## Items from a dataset
▬▬▬▬▬▬▬▬▬▬

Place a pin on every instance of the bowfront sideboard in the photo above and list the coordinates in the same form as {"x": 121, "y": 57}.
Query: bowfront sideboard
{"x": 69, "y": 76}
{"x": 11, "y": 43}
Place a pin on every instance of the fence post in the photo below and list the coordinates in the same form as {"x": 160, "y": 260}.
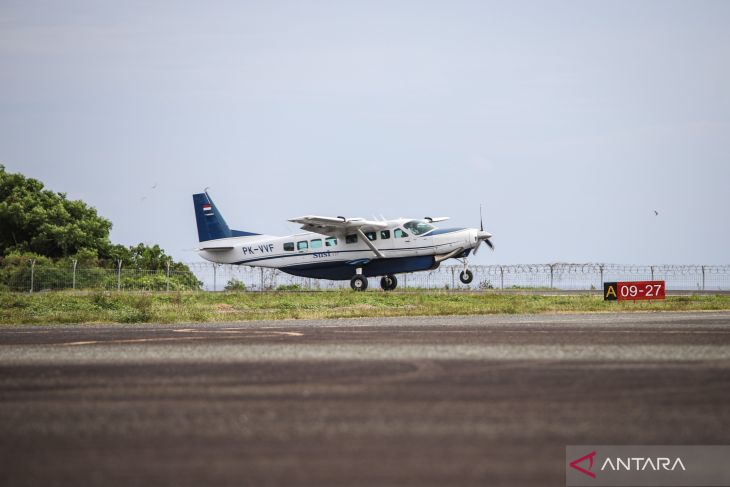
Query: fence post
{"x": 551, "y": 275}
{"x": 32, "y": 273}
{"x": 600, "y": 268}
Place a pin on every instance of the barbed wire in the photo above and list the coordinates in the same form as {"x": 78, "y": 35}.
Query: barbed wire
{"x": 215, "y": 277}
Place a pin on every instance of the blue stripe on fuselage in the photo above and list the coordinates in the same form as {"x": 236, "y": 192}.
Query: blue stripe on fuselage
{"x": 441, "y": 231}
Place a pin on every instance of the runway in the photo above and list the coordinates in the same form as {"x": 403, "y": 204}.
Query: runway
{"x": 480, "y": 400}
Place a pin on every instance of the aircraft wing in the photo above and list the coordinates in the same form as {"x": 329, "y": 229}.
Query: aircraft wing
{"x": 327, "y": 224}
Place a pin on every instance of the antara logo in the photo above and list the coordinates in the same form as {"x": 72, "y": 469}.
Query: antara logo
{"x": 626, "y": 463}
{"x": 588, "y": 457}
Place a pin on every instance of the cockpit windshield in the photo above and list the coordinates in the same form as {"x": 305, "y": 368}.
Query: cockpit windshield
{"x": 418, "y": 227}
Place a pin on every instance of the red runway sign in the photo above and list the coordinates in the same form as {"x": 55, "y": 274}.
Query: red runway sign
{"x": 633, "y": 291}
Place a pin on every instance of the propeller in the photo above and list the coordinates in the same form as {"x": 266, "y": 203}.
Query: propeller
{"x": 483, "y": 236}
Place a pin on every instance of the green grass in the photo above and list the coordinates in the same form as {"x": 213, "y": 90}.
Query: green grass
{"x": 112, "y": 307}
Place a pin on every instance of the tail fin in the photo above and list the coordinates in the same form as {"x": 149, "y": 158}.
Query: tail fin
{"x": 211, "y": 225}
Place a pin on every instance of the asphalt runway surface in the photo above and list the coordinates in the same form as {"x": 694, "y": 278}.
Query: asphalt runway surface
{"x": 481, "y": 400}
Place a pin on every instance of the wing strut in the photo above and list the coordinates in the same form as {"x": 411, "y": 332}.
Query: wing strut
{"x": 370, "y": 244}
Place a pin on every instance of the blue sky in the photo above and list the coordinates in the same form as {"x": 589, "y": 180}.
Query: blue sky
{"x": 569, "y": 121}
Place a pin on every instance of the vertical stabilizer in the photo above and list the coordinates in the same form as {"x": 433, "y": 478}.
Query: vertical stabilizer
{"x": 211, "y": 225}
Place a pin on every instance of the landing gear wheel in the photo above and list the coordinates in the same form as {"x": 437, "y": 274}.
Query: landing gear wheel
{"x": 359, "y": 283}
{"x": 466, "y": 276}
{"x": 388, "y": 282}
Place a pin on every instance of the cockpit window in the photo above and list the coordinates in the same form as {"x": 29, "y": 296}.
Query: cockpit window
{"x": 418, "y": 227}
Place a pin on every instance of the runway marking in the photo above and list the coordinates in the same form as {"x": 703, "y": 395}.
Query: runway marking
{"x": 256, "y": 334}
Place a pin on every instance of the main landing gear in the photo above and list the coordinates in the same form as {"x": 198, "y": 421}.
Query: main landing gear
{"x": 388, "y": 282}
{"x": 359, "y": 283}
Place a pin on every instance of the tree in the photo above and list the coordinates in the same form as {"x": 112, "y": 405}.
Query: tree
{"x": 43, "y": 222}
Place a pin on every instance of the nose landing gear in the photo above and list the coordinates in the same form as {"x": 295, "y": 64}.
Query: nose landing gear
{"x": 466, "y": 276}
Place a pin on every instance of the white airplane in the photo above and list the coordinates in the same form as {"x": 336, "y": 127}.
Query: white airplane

▬▬▬▬▬▬▬▬▬▬

## Problem
Leaving out the pictures, repeat the data above exactly.

## Solution
Place a pin on every instance of the bowfront sideboard in the photo above and list the coordinates in the same form as {"x": 121, "y": 57}.
Query: bowfront sideboard
{"x": 69, "y": 76}
{"x": 11, "y": 43}
Place a pin on every instance of the fence post in the photo below and list the coordinates in the same form as {"x": 160, "y": 260}.
Query: fence post
{"x": 551, "y": 275}
{"x": 32, "y": 273}
{"x": 600, "y": 268}
Place a pin on every instance of the barbed wire in the photo above and list the coordinates in the same form as {"x": 78, "y": 35}.
Query: barbed wire
{"x": 215, "y": 277}
Place a pin on every instance of the blue stripe on fuselage in the photo above and list the coordinates in the same form as {"x": 236, "y": 192}.
Query: blue stripe on fuselage
{"x": 441, "y": 231}
Place a pin on every instance of the runway in the photo above and list the coordinates in the same form as {"x": 403, "y": 204}.
Query: runway
{"x": 480, "y": 400}
Place a pin on every instance of the aircraft wing in the photo above and list the coordinates in the same form as {"x": 329, "y": 229}.
Query: aircraft wing
{"x": 327, "y": 224}
Place a pin on every instance of the antara logo in the photo above and list the coordinates in the same form as {"x": 72, "y": 469}.
Query: antara logo
{"x": 626, "y": 463}
{"x": 588, "y": 457}
Place a pin on every instance of the cockpit windshield in the photo above and list the coordinates in the same form as {"x": 305, "y": 368}.
Query: cockpit windshield
{"x": 418, "y": 227}
Place a pin on every instance of the red runway sign in the photo above and list the coordinates in the same form as {"x": 55, "y": 274}.
Query: red runway sign
{"x": 633, "y": 291}
Place a pin on every instance of the propeller in the photo above and list the coordinates in the same form as {"x": 266, "y": 203}.
Query: propeller
{"x": 483, "y": 236}
Place a pin on every instance of the green grass in the photo above and list the coordinates in the same form as {"x": 213, "y": 90}.
Query: green grass
{"x": 112, "y": 307}
Place a pin on every instance of the tail fin in the photo above and list the coordinates in the same form as {"x": 149, "y": 158}.
Query: tail fin
{"x": 211, "y": 225}
Place a pin on every instance of the asphalt runway surface in the photo above and list the coordinates in the same form as {"x": 694, "y": 278}.
Query: asphalt runway surface
{"x": 481, "y": 400}
Place a pin on every instance of the wing strut in the photo above and list the coordinates in the same form as {"x": 411, "y": 332}.
Query: wing strut
{"x": 370, "y": 244}
Place a pin on every instance of the blue sky in the photo above and list the coordinates in the same form as {"x": 589, "y": 180}.
Query: blue sky
{"x": 569, "y": 121}
Place a pin on every instance of the vertical stabilizer in the photo above and list the coordinates in the same form as {"x": 433, "y": 478}.
Query: vertical stabilizer
{"x": 211, "y": 225}
Place a pin on every instance of the landing gear wheel in the photo above and list the coordinates in the same form as {"x": 437, "y": 274}.
Query: landing gear wheel
{"x": 359, "y": 283}
{"x": 466, "y": 276}
{"x": 388, "y": 282}
Place a pin on every instance of the cockpit window in the photo above and list the coordinates in the same form as {"x": 29, "y": 296}.
Query: cockpit window
{"x": 418, "y": 227}
Place a pin on every instance of the runway marking in the photo above and list the coordinates in the same form as {"x": 703, "y": 395}.
Query: runway marking
{"x": 256, "y": 334}
Place a pin on every instance of the main landing gear in the photo above and list the coordinates in the same form as {"x": 198, "y": 421}.
Query: main landing gear
{"x": 388, "y": 282}
{"x": 359, "y": 283}
Place a pin on every instance of the tree in the photo above and list the coordinates in the same form as {"x": 112, "y": 405}.
Query: tree
{"x": 43, "y": 222}
Place a pin on every instance of the nose landing gear in the photo above and list the coordinates in the same form as {"x": 295, "y": 64}.
Query: nose landing gear
{"x": 466, "y": 276}
Place a pin on every instance of the white airplane in the photo above and list the coordinates in the same form as {"x": 336, "y": 127}.
Query: white airplane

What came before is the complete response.